*Record list:*
-- begin --
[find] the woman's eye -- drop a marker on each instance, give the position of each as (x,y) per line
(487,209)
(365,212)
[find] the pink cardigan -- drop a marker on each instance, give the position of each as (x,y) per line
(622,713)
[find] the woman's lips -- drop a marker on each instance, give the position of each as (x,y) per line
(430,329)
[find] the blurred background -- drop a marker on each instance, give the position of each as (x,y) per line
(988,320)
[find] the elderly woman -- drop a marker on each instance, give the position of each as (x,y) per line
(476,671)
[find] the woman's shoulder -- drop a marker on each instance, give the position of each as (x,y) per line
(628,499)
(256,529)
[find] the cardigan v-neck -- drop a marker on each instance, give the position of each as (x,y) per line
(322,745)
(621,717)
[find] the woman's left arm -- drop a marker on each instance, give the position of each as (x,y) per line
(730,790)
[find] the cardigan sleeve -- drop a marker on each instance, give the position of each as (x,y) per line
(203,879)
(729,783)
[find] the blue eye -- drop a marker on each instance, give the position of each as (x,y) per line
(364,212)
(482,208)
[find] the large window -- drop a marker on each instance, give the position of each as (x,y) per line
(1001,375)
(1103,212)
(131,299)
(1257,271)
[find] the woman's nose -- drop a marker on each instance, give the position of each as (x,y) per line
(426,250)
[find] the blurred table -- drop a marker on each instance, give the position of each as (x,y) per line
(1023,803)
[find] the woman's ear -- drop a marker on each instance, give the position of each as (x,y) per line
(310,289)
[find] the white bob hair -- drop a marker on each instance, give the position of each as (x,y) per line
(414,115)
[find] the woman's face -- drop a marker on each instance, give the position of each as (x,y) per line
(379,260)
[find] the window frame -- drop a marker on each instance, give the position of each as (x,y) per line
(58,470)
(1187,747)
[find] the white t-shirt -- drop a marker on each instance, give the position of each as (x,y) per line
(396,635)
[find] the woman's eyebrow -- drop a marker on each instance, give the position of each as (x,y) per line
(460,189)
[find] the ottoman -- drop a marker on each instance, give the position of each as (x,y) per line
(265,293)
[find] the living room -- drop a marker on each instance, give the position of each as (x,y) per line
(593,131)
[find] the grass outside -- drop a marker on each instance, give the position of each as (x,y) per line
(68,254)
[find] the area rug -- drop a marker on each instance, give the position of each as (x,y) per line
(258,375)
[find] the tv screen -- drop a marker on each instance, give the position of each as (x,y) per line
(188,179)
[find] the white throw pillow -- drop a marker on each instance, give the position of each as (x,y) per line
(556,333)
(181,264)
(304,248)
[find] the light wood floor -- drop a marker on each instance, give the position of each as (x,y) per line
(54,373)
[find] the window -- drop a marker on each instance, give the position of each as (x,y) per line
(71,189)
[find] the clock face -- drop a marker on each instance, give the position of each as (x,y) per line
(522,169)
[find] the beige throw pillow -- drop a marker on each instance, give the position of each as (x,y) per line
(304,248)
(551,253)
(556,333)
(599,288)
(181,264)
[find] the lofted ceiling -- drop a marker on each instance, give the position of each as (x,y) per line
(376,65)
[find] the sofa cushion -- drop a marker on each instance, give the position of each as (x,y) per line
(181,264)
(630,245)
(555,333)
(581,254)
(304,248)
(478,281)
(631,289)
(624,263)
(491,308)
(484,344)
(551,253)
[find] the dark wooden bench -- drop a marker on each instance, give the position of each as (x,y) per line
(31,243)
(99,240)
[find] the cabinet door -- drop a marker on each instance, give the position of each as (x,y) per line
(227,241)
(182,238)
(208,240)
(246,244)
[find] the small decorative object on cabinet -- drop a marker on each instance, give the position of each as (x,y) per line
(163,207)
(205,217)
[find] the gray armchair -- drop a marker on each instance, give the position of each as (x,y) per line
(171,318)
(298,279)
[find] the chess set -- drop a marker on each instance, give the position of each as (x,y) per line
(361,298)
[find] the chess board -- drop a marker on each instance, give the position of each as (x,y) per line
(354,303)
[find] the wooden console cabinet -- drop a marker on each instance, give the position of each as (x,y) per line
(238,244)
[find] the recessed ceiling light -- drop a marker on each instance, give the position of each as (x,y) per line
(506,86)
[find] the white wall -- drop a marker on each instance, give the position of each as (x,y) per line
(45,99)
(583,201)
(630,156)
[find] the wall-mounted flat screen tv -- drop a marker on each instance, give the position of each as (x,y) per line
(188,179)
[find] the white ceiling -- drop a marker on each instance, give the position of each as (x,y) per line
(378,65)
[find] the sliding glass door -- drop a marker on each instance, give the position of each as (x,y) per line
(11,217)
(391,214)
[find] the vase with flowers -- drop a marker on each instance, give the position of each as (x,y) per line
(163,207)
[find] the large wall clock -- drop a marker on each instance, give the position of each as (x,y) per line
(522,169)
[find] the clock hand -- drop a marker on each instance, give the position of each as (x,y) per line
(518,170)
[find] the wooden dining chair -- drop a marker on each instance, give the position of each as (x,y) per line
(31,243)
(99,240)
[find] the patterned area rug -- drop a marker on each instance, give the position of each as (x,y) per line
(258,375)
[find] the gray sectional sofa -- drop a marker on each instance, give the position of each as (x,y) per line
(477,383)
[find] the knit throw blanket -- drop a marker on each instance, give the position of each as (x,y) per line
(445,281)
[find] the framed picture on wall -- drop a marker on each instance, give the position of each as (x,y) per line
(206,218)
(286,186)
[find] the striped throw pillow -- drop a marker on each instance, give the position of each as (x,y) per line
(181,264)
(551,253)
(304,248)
-- end --
*Aim:*
Please transcribe all of the data above line for line, changing nothing.

*Finished task:*
[find] the woman's eye -- drop a marker on each instance, give the position of each as (x,y) per line
(487,209)
(365,212)
[find] the pink cardigan -- drop a marker on each instance, give the position of each as (x,y) per line
(622,713)
[find] the woman's lips -- drop a marker on each instance, give the position of each as (x,y) per line
(430,329)
[find] the blurred background -- drop a marker on each instance, give the position of each as (x,y) per line
(988,320)
[find] the elderly woman -- drop a marker on each instance, give the position of each as (x,y) per line
(476,671)
[find] the woman's shoulder -- drop a marker on each instance, give the position of each as (x,y) per line
(628,499)
(256,529)
[find] the cardigan v-neck -- drop a marker on each instance, give the position of each as (x,y) per line
(322,745)
(621,717)
[find] the woman's left arm -- drop a marker on each instance, give the position of each as (x,y) per line
(730,790)
[find] the cardigan sleeve -- drop a marker on each instance, give the position of each as (x,y) per line
(203,879)
(729,783)
[find] the blue eye -- drop a marker on each instance, give the position of each as (x,y) per line
(364,212)
(482,208)
[find] the large window -- drop a marker on each instance, give the position of each as (x,y) per line
(1001,375)
(1103,212)
(131,299)
(1257,271)
[find] the woman's nose -- drop a marker on each instance, give the position of each as (x,y) per line
(426,250)
[find] the blurred table -- drop a marker on each instance, give the position of each as (x,y) per line
(1023,803)
[find] the woman's ear -- drop a marker on each instance, give the position of each as (x,y) per line
(310,289)
[find] the white bob hair -- drop a marker on each instance, give the position of each as (x,y) per line
(414,115)
[find] the woman's face -- drop a marker on each instance, give the position of each as (x,y) per line
(379,260)
[find] the window frame -- drop a marker on each instance, give the position of each as (x,y) per line
(58,470)
(1187,747)
[find] the white t-shirt -- drop a marker on each instance, give the position of each as (x,y) per line
(396,635)
[find] the woman's eyebrow -- drop a marker on each instance, give the position of each as (x,y) per line
(460,189)
[find] the ottoman -- drop a marker on each instance, give the position of each as (x,y) per line
(265,293)
[find] the living room -- drop a marker on each instance, give the position of each as (x,y) per line
(593,131)
[find] the grass outside -- drop a marker on each instance, give the position of each as (x,y) per line
(68,254)
[find] the area rug -- drop a marker on each instance, give the position of each as (x,y) per line
(258,375)
[find] the tv screen -- drop a marker on each instance, give the position of each as (x,y) per line
(188,179)
[find] the white throw pillow -- drop a marker on each instance, give the position of each as (x,y) per line
(556,333)
(181,264)
(304,248)
[find] the light wood floor -- drop a marker on each instance, give the position of each as (x,y) per line
(54,373)
[find] the window -- drop a marker on each instance, give the position of each as (x,y) per line
(71,189)
[find] the clock face -- drop a marker on each instance, give the position of each as (x,y) per line
(522,169)
[find] the beige throw pillow -- drop a marker on each instance, give the position of each as (x,y) per line
(304,248)
(551,253)
(556,333)
(599,288)
(181,264)
[find] the lofted ceiling -- drop a marker on each instance, give the position of each as (x,y) per line
(376,65)
[find] the sofa cushion -- drop a marker on each instance, give the position of each as (x,y) per line
(181,264)
(630,245)
(555,333)
(581,254)
(304,248)
(478,281)
(631,289)
(624,263)
(491,308)
(484,344)
(551,253)
[find] the dark wooden bench -- drop a marker on each instance, give the position of each as (x,y) per line
(31,243)
(99,240)
[find] the cabinet door -- drop a marker on each instance, give the position of each as (x,y) per line
(227,241)
(182,238)
(208,240)
(246,244)
[find] the small decorative object on cabinet -- drop a marker on each instance, give the position of each as (x,y) per line
(163,207)
(205,217)
[find] the gray armchair -- drop a marker on each instance, give the position of each as (x,y) per line
(171,318)
(298,279)
[find] the chess set -- drop a marker on each instance, give the position of each as (x,y) per line
(361,298)
[find] the chess board -- drop a marker on each instance, give the position of each as (x,y) per line
(354,303)
[find] the wooden console cabinet -- drop a marker on each instance, give the position of each as (x,y) per line
(238,244)
[find] the recessed ceiling light -- drop a marker on each instance, give the position of each as (x,y) per line
(506,86)
[find] the white wall -- drop a marker on each instance, give the position of each as (x,y) per line
(45,99)
(583,201)
(630,156)
[find] the wall-mounted flat screen tv -- drop a marker on each instance, give the position of each as (x,y) per line
(188,179)
[find] the white ceiling -- drop a marker on each instance, give the position of each as (x,y) per line
(378,65)
[find] the sliding glass door -- drop a marker on each instance, give the position of each as (x,y) per line
(11,217)
(391,214)
[find] the vase with flowers -- drop a marker on each instance, give the position of each as (x,y) per line
(163,207)
[find] the large wall clock -- drop a marker on each instance, give the position of each as (x,y) per line
(522,169)
[find] the clock hand -- drop a marker on each instance, give the position of each as (x,y) per line
(518,170)
[find] the wooden dining chair -- drop a marker on each instance, give the position of each as (x,y) per line
(31,243)
(99,240)
[find] the patterned area rug -- drop a marker on each instance, give the position of each as (x,y) per line
(258,375)
[find] the gray sectional sofa -- drop a marker on each instance, give the position of each as (x,y) per line
(477,383)
[find] the knit throw blanket -- drop a marker on each instance, give the position of each as (x,y) per line
(445,281)
[find] the framed picture on wall -- drop a marker on each instance, give the position of each as (x,y) per line
(206,218)
(286,186)
[find] the striped throw pillow -- drop a marker on each instance, give the position of each as (x,y) per line
(181,264)
(551,253)
(304,248)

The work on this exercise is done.